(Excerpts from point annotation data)
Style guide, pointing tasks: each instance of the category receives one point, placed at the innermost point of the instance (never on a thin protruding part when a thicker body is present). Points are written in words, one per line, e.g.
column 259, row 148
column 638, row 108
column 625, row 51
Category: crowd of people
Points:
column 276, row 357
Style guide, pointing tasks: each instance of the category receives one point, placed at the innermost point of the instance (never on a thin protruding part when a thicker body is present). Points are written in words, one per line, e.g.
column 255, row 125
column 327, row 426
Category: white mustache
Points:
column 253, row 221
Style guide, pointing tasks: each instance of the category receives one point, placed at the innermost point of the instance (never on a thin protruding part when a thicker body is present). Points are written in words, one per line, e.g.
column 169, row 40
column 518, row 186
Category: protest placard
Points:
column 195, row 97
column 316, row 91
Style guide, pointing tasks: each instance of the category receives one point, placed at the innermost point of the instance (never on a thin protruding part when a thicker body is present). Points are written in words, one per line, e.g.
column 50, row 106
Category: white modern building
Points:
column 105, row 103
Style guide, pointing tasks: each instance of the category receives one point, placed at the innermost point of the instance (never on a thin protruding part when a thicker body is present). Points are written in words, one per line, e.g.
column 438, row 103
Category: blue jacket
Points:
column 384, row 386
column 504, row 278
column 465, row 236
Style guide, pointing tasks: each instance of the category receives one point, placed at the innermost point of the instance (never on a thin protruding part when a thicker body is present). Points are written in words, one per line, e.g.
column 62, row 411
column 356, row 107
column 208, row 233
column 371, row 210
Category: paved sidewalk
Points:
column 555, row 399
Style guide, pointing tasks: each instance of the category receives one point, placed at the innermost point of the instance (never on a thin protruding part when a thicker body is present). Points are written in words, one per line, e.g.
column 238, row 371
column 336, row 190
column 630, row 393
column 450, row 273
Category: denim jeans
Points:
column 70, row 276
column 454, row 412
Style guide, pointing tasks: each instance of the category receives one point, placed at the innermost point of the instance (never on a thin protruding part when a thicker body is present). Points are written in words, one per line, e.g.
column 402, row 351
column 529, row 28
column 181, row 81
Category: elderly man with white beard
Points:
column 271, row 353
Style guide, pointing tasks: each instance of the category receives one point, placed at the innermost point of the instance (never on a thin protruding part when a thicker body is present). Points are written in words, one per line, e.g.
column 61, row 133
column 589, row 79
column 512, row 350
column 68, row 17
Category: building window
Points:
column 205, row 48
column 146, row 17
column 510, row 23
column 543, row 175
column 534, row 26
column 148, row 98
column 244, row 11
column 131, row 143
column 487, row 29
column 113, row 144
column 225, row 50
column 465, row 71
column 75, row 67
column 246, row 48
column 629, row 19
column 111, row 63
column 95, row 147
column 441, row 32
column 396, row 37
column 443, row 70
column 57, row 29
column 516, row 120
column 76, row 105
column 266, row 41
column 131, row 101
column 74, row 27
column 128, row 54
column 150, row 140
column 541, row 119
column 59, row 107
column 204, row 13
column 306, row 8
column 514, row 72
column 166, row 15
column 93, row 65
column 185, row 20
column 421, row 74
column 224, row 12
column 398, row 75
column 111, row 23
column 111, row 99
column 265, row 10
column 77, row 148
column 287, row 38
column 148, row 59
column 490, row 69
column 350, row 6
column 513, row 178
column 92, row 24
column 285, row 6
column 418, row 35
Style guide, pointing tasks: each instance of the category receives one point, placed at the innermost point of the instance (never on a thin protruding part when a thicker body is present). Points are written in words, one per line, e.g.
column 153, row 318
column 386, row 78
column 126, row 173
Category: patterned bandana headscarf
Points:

**REQUIRED TASK**
Render every line of the records above as a JSON list of strings, one string per line, leaving out blank lines.

**EXERCISE SOLUTION**
[
  "Style guide, pointing tasks: each instance of the category receives one point, placed at the innermost point of the instance (never on a thin protruding part when a thicker body is present). Points are written in words, one per line, e.g.",
  "column 259, row 148",
  "column 638, row 108",
  "column 625, row 51",
  "Category: crowd of people",
  "Points:",
  "column 276, row 357",
  "Style guide, pointing tasks: each instance of the category receives one point, placed at the innermost point of the instance (never on a thin protruding part when a thicker body is present). Points are written in words, one per line, e.g.",
  "column 255, row 125",
  "column 327, row 426",
  "Category: white mustache",
  "Points:",
  "column 253, row 221",
  "Style guide, pointing tasks: each instance of the category receives one point, placed at the innermost point of the instance (never on a thin protruding part when a thicker body is present). Points are written in words, one per line, e.g.",
  "column 169, row 40",
  "column 518, row 186",
  "Category: protest placard",
  "Points:",
  "column 195, row 97",
  "column 316, row 91",
  "Style guide, pointing tasks: each instance of the category receives one point, placed at the innermost point of the instance (never on a thin protruding part when a thicker body is present). Points are written in words, one per line, e.g.",
  "column 50, row 106",
  "Category: white modern building",
  "Points:",
  "column 105, row 103",
  "Style guide, pointing tasks: each instance of the category receives one point, placed at the innermost point of the instance (never on a thin protruding part when a thicker body is present). Points are written in words, one per line, e.g.",
  "column 438, row 103",
  "Category: blue jacket",
  "Points:",
  "column 384, row 386",
  "column 504, row 278",
  "column 465, row 236",
  "Style guide, pointing tasks: each instance of the category receives one point, placed at the innermost point of the instance (never on a thin protruding part when a thicker body is present). Points are written in words, one per line, e.g.",
  "column 62, row 411",
  "column 356, row 107",
  "column 208, row 233",
  "column 371, row 210",
  "Category: paved sidewalk",
  "Points:",
  "column 555, row 399",
  "Style guide, pointing tasks: each instance of the category receives one point, placed at the innermost point of the instance (never on a thin protruding part when a thicker body is present). Points are written in words, one per line, e.g.",
  "column 238, row 371",
  "column 336, row 190",
  "column 630, row 393",
  "column 450, row 273",
  "Category: denim jeans",
  "Points:",
  "column 70, row 276",
  "column 454, row 412",
  "Style guide, pointing tasks: each instance of the category receives one point, placed at the innermost point of the instance (never on a thin protruding part when a thicker body is present). Points are written in words, one per line, e.g.",
  "column 402, row 351",
  "column 529, row 28",
  "column 181, row 81",
  "Category: elderly man with white beard",
  "Points:",
  "column 271, row 353",
  "Style guide, pointing tasks: each instance of the category receives one point, placed at the innermost point of the instance (never on a thin protruding part when a thicker body is present). Points are written in words, one per line, e.g.",
  "column 61, row 133",
  "column 589, row 79",
  "column 512, row 350",
  "column 68, row 17",
  "Category: building window",
  "Points:",
  "column 205, row 48",
  "column 146, row 17",
  "column 510, row 23",
  "column 543, row 175",
  "column 534, row 26",
  "column 148, row 98",
  "column 244, row 11",
  "column 131, row 143",
  "column 487, row 29",
  "column 113, row 144",
  "column 225, row 50",
  "column 465, row 71",
  "column 75, row 67",
  "column 246, row 48",
  "column 629, row 19",
  "column 111, row 63",
  "column 95, row 147",
  "column 441, row 32",
  "column 396, row 37",
  "column 443, row 70",
  "column 57, row 29",
  "column 516, row 120",
  "column 76, row 105",
  "column 266, row 41",
  "column 131, row 101",
  "column 74, row 27",
  "column 128, row 54",
  "column 150, row 140",
  "column 541, row 119",
  "column 59, row 107",
  "column 204, row 13",
  "column 306, row 8",
  "column 514, row 72",
  "column 166, row 15",
  "column 93, row 65",
  "column 185, row 20",
  "column 421, row 74",
  "column 224, row 12",
  "column 398, row 75",
  "column 111, row 23",
  "column 111, row 99",
  "column 265, row 10",
  "column 77, row 148",
  "column 287, row 38",
  "column 148, row 59",
  "column 490, row 69",
  "column 350, row 6",
  "column 513, row 178",
  "column 92, row 24",
  "column 285, row 6",
  "column 418, row 35",
  "Style guide, pointing tasks: each instance of the category receives one point, placed at the innermost point of the instance (never on a thin protruding part when a thicker body is present). Points are written in words, one per line, e.g.",
  "column 153, row 318",
  "column 386, row 78",
  "column 126, row 173",
  "Category: patterned bandana headscarf",
  "Points:"
]